##### Data extracts #####

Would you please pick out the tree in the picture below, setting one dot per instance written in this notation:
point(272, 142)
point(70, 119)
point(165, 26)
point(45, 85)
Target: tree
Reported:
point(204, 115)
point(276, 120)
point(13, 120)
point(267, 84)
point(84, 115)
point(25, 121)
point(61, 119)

#####

_Task statement_.
Starting at the line that contains "point(272, 142)", retype each remaining line of the records exactly; that line and the last line are both included.

_Result for this task_.
point(272, 142)
point(70, 119)
point(165, 26)
point(45, 85)
Target: tree
Reported:
point(204, 115)
point(276, 120)
point(13, 120)
point(267, 84)
point(84, 115)
point(25, 121)
point(61, 119)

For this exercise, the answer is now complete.